What is asked - Convert every line of the items below into a Markdown table with two columns, No. and Line, numbering the rows in order and skipping any blank lines. Leave the pictures out of the table.
━━━━━ Stored records ━━━━━
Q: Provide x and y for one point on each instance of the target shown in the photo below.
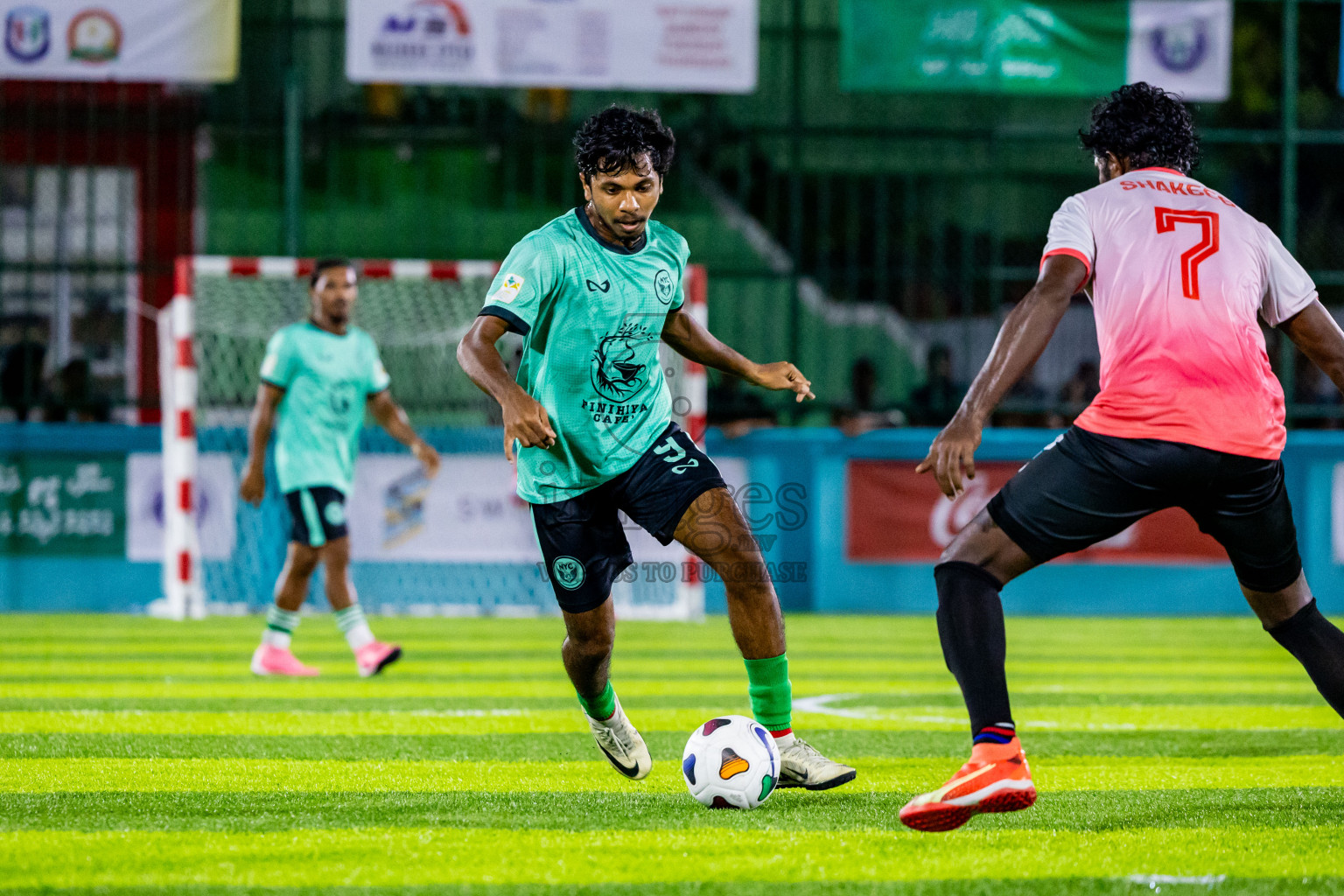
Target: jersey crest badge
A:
(508, 290)
(663, 286)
━━━━━
Solution to the exercise -
| No. | Line |
|---|---|
| 1 | Q: Provide x and y for one point on each instance of the target shown in the photo below. |
| 2 | Target: jersey crest badge |
| 3 | A: |
| 4 | (508, 290) |
| 5 | (663, 286) |